[Tasks for this exercise]
a. Update the de facto relationship guide: reproduce everything from "De Facto Relationship Guide" down to "pile of money.", putting "custody arrangements" in place of "parenting matters".
b. Please write what comes next in the de facto relationship guide, starting after its final sentence.

A de facto relationship is a committed and genuine relationship between two adults who are not married.

This type of relationship is very common in Australia and is also legally recognised, which means that certain rights and responsibilities are afforded to each person in the relationship.

These rights and responsibilities raise a lot of questions for people in de facto relationships, which is why we’ve put together our two-part guide to de facto relationshipsyou can read part one here.

In this second part, we will be focusing on questions relating to how your finances and property can be impacted by de facto relationships, as well as questions that may arise when a de facto relationship ends and how legal matters may be resolved.


De Facto Relationship Guide Part One Recap

Before we dive into part two, we’ll remind you that in part one we covered questions about de facto relationships that are a bit more general in nature, including the criteria that needs to be met to be considered to be in a de facto relationship. We also answered common questions about children and parenting matters for these relationships.

You can access those topics using the links below:

cartoon image of a de facto couple standing in front of a pile of money.

Questions About Finances, Estates and De Facto Relationships

Can a de facto partner be held responsible for the debts of their partner?

Generally, a de facto partner is not automatically responsible for debts incurred solely by their partner. Some couples, whether de facto or married, choose to pay off debts together, regardless of whose name the debt is in.

There may be certain circumstances where a de facto partner could become liable for their partners debts such as if the couple takes out a joint debt together or if they are the guarantor for their partner’s debt.

[Data supplied]
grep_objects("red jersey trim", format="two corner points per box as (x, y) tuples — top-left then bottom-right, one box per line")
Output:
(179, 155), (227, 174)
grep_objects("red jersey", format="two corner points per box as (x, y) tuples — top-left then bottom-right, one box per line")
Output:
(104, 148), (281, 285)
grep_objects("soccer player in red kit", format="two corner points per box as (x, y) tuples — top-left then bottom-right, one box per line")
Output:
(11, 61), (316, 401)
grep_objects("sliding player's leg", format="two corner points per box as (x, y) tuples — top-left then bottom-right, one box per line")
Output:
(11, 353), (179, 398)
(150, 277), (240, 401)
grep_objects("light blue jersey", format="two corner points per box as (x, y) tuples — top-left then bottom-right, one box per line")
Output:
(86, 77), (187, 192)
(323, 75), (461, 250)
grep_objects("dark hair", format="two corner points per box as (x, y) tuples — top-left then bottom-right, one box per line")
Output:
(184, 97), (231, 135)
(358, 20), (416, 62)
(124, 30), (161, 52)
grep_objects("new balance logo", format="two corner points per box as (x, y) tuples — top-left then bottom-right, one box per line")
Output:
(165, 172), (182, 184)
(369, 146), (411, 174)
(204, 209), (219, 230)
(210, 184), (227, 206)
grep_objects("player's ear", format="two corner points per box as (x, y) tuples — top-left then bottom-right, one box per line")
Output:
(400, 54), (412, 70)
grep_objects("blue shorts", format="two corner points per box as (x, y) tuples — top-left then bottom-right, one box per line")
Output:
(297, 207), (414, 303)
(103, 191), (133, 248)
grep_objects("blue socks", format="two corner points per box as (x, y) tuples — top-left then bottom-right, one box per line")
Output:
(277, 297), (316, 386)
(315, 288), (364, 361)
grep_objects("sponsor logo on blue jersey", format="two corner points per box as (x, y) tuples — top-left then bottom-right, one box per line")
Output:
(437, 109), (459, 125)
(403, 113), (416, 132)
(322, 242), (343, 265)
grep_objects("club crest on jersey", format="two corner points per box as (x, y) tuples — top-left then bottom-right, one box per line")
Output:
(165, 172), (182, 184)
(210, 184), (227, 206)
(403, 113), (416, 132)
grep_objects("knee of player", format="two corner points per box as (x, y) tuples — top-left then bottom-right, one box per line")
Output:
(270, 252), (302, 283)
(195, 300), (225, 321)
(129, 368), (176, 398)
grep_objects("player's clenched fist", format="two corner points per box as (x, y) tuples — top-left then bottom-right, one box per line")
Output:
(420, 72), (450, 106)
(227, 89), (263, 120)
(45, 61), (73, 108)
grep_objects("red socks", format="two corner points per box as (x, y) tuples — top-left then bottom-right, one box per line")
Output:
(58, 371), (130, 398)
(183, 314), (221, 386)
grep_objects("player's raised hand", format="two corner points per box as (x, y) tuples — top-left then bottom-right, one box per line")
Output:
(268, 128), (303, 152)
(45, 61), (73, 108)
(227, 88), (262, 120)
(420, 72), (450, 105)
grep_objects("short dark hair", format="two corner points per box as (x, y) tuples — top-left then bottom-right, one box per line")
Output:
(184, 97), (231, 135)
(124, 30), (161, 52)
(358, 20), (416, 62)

[Final results]
a.
De Facto Relationship Guide Part One Recap

Before we dive into part two, we’ll remind you that in part one we covered questions about de facto relationships that are a bit more general in nature, including the criteria that needs to be met to be considered to be in a de facto relationship. We also answered common questions about children and custody arrangements for these relationships.

You can access those topics using the links below:

cartoon image of a de facto couple standing in front of a pile of money.

b.
It is important to note, that when a de facto relationship ends and a claim for a property settlement is made, the debts and liabilities of both parties, including separate and joint debts and liabilities, will be considered as part of the overall asset pool.

What happens to debts and liabilities when a de facto relationship ends?

When a relationship (including a marriage) ends, your entitlements and rights are extremely important and it means that you can make claims on property, including assets, savings and superannuation (which we will discuss below).

However, as we touched on above, if you have debts and liabilities and a claim for a property settlement is made, these can be included in the property asset pool to assess the overall value of the assets.

You may be able to come to an agreement about your property when your relationship ends, and this might include that you continue to manage any joint debts together or separately, however, if you are unable to come to an agreement, then this may result going through the Federal Circuit and Family Court to resolve your property settlement dispute and your debts and liabilities will likely be considered when assessing your property pool.

Do de facto partners have automatic rights to each other’s superannuation?

It is possible for a spouse or partner to nominate their de facto partner as a beneficiary of any death benefits associated with their super fund.

Upon the breakdown of the de facto relationship, if a property settlement is claimed, the superannuation of each parties is likely to be included in the asset pool as it is considered property. Unless the couple comes to another agreement, it is likely to be considered an asset that can be split in the event of a separation.

It’s important to note that given the unique features and arrangements of relationships, you should seek legal advice before you make a property settlement agreement or if you have any questions about how your super may be affected by a break up.

You can also learn more about separation and superannuation here

Can a de facto partner inherit from their deceased partner’s estate?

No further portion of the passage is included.